- EXTRACTED DATA:
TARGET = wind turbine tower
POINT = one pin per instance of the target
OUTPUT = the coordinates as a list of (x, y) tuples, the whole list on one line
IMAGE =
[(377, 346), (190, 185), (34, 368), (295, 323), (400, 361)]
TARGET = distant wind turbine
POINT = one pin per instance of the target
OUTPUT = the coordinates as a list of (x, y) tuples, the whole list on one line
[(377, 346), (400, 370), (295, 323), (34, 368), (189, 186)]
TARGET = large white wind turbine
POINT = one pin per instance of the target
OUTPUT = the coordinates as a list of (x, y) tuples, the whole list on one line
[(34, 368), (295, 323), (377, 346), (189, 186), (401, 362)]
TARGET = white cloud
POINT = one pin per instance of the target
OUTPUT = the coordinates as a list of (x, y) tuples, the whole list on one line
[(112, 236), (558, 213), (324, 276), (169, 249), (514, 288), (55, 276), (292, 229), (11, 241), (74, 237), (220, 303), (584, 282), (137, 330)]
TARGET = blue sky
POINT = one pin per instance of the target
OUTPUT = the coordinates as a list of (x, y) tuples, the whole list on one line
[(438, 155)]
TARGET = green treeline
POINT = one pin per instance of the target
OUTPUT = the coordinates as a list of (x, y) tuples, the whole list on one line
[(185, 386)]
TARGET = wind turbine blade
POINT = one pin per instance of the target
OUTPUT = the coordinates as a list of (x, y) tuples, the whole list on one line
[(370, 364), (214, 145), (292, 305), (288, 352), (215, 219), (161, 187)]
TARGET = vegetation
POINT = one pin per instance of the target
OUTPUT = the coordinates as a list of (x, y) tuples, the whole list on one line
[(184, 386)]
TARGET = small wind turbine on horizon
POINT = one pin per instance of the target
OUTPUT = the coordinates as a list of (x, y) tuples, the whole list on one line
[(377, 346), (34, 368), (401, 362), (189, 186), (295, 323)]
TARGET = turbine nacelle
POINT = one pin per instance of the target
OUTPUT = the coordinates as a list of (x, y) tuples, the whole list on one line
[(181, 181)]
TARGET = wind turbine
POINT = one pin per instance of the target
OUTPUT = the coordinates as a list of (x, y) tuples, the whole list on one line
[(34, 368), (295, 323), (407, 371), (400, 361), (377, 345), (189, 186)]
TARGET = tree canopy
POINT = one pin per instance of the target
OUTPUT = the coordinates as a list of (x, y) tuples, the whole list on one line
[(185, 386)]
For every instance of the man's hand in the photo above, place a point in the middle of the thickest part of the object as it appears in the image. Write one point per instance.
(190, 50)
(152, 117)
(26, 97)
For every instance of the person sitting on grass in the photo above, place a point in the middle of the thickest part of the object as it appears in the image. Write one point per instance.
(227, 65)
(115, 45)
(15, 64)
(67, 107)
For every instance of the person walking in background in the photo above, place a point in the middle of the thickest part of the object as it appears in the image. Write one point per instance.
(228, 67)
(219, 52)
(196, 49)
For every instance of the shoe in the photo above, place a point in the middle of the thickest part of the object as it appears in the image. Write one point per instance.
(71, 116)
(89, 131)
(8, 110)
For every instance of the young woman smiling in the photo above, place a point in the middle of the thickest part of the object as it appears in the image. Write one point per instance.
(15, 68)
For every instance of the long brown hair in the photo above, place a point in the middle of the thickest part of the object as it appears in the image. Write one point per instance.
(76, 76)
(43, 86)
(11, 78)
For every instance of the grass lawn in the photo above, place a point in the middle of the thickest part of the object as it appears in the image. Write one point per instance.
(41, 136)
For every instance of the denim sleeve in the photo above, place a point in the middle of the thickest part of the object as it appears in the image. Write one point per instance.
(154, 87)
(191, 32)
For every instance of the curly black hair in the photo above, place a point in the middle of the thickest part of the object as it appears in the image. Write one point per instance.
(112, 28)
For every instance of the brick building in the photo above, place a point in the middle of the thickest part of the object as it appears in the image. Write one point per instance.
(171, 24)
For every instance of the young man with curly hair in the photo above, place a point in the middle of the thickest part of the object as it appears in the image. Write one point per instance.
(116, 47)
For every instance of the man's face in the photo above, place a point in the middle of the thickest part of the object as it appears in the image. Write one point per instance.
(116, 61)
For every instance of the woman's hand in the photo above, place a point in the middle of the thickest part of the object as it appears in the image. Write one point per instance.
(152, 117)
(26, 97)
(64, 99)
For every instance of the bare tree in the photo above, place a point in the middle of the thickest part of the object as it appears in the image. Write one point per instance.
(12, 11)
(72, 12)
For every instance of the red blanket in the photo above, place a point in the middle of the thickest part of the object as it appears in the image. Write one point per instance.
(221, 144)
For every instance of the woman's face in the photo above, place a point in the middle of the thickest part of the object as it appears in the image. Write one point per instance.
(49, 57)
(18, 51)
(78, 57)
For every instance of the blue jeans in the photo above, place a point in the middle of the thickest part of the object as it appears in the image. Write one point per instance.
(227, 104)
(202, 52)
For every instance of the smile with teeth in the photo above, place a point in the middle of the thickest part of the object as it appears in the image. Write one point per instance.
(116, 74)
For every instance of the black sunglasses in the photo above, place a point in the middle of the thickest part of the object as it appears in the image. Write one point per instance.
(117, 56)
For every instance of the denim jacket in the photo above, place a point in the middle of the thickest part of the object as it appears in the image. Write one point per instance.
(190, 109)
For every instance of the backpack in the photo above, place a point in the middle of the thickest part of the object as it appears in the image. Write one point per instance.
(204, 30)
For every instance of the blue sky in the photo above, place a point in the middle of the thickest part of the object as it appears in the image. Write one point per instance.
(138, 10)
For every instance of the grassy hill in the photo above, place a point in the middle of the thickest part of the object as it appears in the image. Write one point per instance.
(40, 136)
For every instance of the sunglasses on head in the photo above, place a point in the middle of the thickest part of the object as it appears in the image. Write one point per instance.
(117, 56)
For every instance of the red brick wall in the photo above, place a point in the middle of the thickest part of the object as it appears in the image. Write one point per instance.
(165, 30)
...
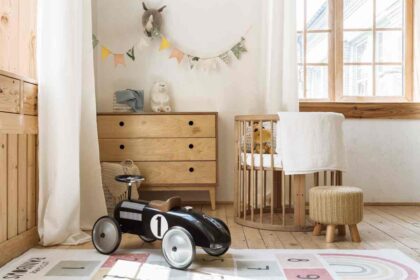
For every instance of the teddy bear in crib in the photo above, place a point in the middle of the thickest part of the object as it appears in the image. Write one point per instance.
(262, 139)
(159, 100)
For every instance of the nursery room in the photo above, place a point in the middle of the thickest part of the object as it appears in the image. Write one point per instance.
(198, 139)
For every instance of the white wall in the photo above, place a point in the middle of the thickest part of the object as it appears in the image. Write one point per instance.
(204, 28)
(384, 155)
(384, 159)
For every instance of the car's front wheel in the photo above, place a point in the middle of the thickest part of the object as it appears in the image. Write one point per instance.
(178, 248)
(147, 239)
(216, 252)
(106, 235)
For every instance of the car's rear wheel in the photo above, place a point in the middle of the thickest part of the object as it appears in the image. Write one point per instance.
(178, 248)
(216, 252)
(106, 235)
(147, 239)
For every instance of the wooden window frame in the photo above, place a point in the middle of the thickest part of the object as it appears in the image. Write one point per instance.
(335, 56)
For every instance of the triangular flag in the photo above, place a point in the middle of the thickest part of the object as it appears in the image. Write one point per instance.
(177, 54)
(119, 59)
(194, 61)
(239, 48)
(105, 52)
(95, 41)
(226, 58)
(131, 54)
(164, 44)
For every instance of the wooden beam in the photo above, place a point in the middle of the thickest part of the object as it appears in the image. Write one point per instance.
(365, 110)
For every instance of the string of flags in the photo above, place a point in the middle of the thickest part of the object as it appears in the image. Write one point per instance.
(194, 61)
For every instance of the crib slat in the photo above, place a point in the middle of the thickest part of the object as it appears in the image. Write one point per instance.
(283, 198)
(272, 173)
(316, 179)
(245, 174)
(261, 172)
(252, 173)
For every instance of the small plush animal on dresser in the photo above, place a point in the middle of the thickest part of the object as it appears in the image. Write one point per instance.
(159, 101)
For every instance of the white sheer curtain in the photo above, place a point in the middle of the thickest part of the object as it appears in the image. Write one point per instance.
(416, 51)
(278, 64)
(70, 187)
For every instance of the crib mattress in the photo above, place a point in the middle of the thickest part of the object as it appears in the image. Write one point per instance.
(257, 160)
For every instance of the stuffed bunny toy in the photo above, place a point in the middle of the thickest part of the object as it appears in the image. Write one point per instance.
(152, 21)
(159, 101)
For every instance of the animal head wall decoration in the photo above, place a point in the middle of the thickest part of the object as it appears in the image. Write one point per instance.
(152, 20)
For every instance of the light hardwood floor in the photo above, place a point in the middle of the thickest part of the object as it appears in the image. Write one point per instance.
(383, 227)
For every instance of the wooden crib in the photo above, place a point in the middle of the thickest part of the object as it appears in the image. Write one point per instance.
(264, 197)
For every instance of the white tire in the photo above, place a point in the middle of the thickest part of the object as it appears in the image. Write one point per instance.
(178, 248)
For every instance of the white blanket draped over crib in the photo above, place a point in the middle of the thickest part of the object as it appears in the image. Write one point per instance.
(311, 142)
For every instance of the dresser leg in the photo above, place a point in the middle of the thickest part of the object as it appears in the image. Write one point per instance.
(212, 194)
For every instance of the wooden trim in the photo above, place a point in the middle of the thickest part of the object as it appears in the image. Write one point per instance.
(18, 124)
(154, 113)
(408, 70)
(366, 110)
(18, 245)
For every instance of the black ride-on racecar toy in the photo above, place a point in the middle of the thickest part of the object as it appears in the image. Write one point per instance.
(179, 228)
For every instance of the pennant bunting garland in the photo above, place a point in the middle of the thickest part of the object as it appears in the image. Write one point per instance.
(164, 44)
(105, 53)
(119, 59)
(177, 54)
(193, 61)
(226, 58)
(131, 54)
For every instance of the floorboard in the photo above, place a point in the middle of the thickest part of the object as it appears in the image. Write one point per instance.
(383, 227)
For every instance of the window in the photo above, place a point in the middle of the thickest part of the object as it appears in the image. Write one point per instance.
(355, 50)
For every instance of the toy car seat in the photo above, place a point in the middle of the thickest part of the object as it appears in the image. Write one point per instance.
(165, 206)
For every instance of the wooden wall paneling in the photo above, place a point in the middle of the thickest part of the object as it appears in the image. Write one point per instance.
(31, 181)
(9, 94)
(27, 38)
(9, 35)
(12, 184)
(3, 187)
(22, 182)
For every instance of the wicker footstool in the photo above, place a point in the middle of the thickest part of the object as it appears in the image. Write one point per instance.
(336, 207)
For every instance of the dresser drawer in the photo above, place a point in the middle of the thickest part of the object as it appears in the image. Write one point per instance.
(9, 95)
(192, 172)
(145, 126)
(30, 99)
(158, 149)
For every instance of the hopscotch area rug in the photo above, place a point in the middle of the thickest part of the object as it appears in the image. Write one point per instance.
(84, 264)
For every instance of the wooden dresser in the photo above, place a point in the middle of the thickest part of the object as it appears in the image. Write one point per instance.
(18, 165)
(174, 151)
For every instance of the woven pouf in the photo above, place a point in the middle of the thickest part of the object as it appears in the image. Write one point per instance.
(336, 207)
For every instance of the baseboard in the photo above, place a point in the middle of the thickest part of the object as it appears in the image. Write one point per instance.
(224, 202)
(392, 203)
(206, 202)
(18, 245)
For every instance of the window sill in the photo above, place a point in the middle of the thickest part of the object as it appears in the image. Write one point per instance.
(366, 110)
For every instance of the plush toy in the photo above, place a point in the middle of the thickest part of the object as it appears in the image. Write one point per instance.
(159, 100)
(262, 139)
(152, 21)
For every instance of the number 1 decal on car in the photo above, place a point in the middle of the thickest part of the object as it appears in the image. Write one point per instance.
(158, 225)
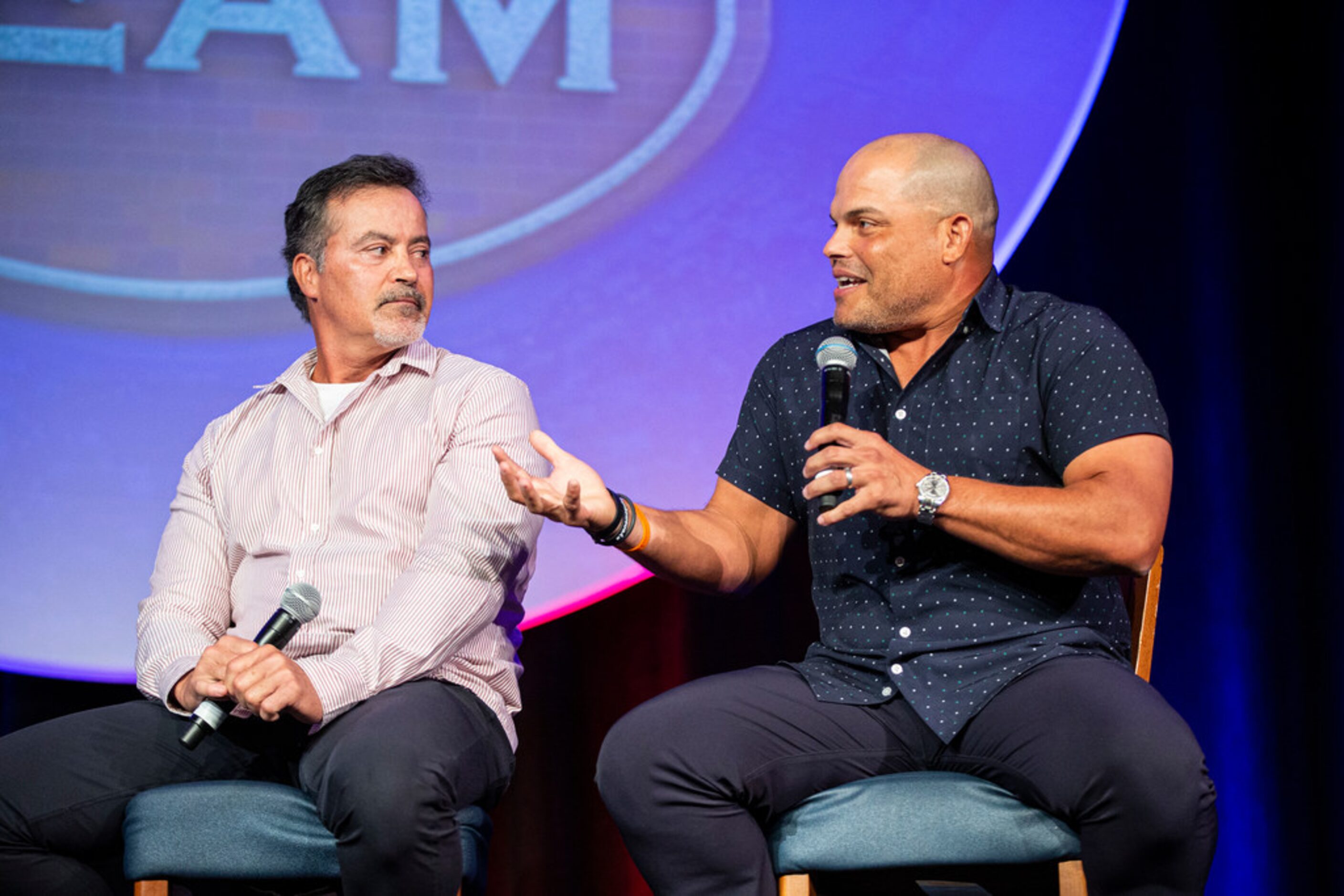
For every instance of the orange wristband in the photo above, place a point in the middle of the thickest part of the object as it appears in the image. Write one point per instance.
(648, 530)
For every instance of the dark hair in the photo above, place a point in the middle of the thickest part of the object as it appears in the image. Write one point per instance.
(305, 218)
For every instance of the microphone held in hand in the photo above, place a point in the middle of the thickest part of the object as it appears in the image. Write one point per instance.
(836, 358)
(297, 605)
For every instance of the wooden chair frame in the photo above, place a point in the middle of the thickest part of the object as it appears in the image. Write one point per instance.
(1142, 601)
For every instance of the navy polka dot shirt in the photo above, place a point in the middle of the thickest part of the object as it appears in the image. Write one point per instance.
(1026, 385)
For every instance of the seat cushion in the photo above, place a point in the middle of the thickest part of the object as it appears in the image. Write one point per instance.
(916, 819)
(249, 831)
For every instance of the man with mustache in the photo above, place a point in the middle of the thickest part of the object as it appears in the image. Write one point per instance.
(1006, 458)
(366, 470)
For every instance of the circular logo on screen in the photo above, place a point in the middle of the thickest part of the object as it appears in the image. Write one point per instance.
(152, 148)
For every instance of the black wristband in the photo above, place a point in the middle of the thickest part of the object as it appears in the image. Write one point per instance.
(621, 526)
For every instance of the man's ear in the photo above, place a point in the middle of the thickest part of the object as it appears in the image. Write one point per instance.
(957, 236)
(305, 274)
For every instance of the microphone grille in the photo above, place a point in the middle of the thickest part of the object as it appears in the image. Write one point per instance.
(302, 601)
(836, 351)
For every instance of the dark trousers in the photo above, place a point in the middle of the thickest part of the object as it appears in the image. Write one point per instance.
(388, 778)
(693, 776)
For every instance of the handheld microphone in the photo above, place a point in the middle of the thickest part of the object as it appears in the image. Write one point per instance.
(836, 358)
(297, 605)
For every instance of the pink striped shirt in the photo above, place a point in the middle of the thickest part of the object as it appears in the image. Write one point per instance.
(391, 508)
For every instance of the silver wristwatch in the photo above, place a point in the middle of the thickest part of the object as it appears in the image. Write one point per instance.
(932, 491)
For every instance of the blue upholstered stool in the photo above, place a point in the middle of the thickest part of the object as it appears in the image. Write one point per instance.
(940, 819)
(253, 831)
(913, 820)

- PROBLEM TO SOLVE:
Collect every line of the items above that contains the word "dark", and treat uppercase and lowercase as different.

- WORKED ANSWER:
For every instance of the dark hair in the photo above, place a point in the middle of the thickest part of the object as it appears in the image. Write one point per instance.
For every instance of the dark trousers in the photo above, place a point in the middle of the thickest part of the object as it appears in the image. Write one point per instance.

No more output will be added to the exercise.